Adicionalmente, as pedaladas
fiscais ocorridas no primeiro mandato de Dilma configurariam crime de
responsabilidade fiscal, também motivo para impeachment.
E,
por se tratar de fatos que envolvem a campanha eleitoral, o então candidato à
vice-presidência e atual ocupante do cargo, Michel Temer, também pode ser
engolfado pelas denúncias.
Mas
não pára por aí: os sucessores diretos da presidente da República — que são o
presidente da Câmara dos Deputados, Eduardo Cunha, e o do Senado Federal, Renan
Calheiros — também estão envolvidos em inquéritos no STF, e podem ser
igualmente derrubados.
Ou
seja, simplesmente não se sabe quem sobrará inteiro.
Com
o perdão do clichê, o estado brasileiro se transformou em uma ilha cercada
por corrupção por
todos os lados. As denúncias envolvendo os principais líderes da política se
generalizam e se banalizam.
Por
si só, este cenário de total incerteza política já seria o suficiente para
travar os investimentos. Quem faria um
investimento de longo prazo em um país cujo cenário político pode mudar
radicalmente já no próximo mês? No
entanto — e novamente com o perdão do clichê —, como desgraça pouca é
bobagem, essa crise política ocorre em um cenário de economia já deteriorada, em
que há uma inflação de preços teimosamente alta, uma moeda que está se
esfacelando no cenário internacional, e um crescente desemprego, o que
intensifica ainda mais os problemas.
Não haverá
crescimento enquanto os investimentos não voltarem
Para
a economia voltar a crescer é necessário haver investimentos. Por definição, não há crescimento econômico
sem investimentos. Não há empregos sem
investimentos. Não há consumo sem
investimentos.
Para
algo ser consumido, antes ele tem de ser produzido. E para ele ser produzido é necessário haver
bens de capital operando em uma instalação industrial para fabricá-lo. E nada disso existe sem investimentos.
....
> _Tarefas_
1/ Modifique a passagem do texto sobre a crise política brasileira que se inicia com as palavras "Adicionalmente, as pedaladas" e se encerra com "igualmente derrubados.", reescrevendo-a com "afastamento" no lugar de "impeachment".
2/ Dê prosseguimento ao texto sobre a crise política brasileira a partir do ponto em que ele termina.

> _Itens fornecidos_
....
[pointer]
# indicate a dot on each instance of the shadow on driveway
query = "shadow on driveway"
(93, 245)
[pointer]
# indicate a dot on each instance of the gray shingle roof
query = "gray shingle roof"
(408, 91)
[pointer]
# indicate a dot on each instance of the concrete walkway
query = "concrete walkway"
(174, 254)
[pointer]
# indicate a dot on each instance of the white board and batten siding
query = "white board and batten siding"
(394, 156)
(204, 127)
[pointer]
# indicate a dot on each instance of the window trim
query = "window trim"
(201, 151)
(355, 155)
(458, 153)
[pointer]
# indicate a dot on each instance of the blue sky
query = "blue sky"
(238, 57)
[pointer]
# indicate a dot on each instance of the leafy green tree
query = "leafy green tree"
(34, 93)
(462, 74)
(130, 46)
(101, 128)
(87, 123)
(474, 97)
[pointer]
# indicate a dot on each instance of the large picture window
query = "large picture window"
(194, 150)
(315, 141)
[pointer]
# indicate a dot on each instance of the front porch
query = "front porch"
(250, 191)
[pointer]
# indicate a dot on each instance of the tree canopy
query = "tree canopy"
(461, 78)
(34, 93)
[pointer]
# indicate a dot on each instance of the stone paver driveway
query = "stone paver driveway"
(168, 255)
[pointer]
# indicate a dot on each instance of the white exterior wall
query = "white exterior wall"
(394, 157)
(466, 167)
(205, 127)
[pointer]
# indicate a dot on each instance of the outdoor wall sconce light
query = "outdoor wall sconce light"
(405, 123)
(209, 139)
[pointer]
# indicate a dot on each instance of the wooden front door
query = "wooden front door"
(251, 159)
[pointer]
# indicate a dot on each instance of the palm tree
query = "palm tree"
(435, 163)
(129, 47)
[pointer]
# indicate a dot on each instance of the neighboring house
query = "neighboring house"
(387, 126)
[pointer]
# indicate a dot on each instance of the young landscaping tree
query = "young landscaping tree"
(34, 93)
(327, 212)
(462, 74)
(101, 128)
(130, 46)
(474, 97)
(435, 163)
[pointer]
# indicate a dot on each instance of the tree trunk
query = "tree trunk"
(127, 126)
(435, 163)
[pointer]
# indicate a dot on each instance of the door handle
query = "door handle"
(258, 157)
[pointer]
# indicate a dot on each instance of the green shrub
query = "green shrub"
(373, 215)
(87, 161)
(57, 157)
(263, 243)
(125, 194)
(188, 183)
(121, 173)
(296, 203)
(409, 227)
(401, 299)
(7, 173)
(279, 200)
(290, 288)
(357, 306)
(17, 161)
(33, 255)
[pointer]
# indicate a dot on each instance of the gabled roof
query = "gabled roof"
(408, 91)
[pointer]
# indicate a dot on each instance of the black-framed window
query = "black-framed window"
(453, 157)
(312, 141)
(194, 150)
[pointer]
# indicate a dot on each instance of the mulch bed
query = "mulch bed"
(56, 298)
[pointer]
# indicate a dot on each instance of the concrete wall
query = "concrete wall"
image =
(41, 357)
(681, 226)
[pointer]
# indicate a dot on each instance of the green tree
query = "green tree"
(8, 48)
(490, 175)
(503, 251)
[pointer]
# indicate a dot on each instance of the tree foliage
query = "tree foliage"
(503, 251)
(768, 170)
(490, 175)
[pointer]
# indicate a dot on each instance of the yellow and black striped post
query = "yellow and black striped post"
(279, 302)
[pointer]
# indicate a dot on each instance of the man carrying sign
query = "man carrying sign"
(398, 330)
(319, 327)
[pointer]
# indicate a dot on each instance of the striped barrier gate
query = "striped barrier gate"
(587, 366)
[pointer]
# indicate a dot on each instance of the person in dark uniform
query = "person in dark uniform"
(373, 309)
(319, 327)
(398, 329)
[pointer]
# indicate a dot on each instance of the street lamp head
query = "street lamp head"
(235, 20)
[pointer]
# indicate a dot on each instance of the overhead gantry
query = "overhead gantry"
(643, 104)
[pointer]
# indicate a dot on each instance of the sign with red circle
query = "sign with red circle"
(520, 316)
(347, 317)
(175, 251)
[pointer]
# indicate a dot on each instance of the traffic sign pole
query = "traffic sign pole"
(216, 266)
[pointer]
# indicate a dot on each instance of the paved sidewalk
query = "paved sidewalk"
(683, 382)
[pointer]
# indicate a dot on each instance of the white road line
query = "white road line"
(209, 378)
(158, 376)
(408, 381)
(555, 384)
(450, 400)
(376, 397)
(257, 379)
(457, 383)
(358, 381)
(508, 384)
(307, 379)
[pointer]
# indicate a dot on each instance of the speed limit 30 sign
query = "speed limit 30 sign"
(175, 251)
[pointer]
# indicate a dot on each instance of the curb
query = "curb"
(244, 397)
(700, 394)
....
> _Respostas por tarefa_
1/
Adicionalmente, as pedaladas
fiscais ocorridas no primeiro mandato de Dilma configurariam crime de
responsabilidade fiscal, também motivo para afastamento.
E,
por se tratar de fatos que envolvem a campanha eleitoral, o então candidato à
vice-presidência e atual ocupante do cargo, Michel Temer, também pode ser
engolfado pelas denúncias.
Mas
não pára por aí: os sucessores diretos da presidente da República — que são o
presidente da Câmara dos Deputados, Eduardo Cunha, e o do Senado Federal, Renan
Calheiros — também estão envolvidos em inquéritos no STF, e podem ser
igualmente derrubados.

2/
Igualmente,
não há geração de empregos com bons salários sem investimentos.
Só
que os investimentos só ocorrem quando, além de um mínimo de estabilidade
político, a inflação de preços é baixa e
as contas do governo estão arrumadas.
O
que esse governo parece não ter entendido é que uma inflação de preços
permanentemente alta tem o poder de desorganizar toda a economia, pois ela gera
grandes incertezas entre os empreendedores e também entre os consumidores.
Quando
um empreendedor faz um investimento voltado para o longo prazo — ou seja,
quando ele decide construir novas instalações, ou quando ele decide ampliar as
instalações de sua empresa, ou quando ele decide investir em infraestrutura, ou
até mesmo quando ele pensa em contratar mão-de-obra —, o mais essencial de que ele
necessita é ter um mínimo de certeza a respeito do poder de compra da moeda no
futuro, que é quando investimento dele estará pronto e ele começará a auferir
as receitas dele.
Se
houver a perspectiva de que o poder de compra da moeda será muito menor do que o poder de compra atual,
então esse investimento de longo prazo se torna muito arriscado e incerto.
Se
você não tem como prever minimamente quais serão os preços e os custos daqui a
alguns anos, qualquer investimento de longo prazo se torna um tiro no escuro.
E
então, como consequência, os empreendedores passam a se concentrar em projetos
de curto prazo; projetos que visam ao futuro mais imediato. Consequentemente, a fabricação de máquinas e
equipamentos, bem como a ampliação de instalações industriais serão interrompidas,
e investimentos de mais curto prazo, como a fabricação de pirulitos e biscoitos,
serão os mais prioritários.
Adicionalmente, empreendedores e investidores passarão muito mais tempo
especulando no mercado financeiro apenas para se protegerem da perda do poder
de compra da moeda.
Vale
repetir: em um cenário de inflação de preços permanentemente alta, a maior
preocupação de investidores e empreendedores passa a ser a de se proteger da
perda do poder de compra da moda. Tanto
é assim que na época da hiperinflação no Brasil ninguém planejava a longo
prazo.
E
os consumidores, por sua vez, ao verem que seu orçamento está apertado e seu
poder de compra está caindo, acabam sendo obrigados a apertar os cintos e a
consumir apenas o essencial.
Ou
seja, uma inflação de preços permanentemente alta tem o poder de fazer com que
coisas essenciais — como investimentos de longo prazo, que são os reais
geradores de riqueza de uma economia — sejam sensivelmente afetadas, e que
outras coisas igualmente importantes deixem de ser consumidas.
De
janeiro de 2010 (primeiro mês após um ano de recessão, que foi 2009) até junho
de 2015, a inflação de preços mensurada pelo IPCA é
de 43%. Um bem que custava R$ 50.000
no início de 2010 hoje custa R$ 71.421.
Isso não é coisa de país sério e desenvolvido.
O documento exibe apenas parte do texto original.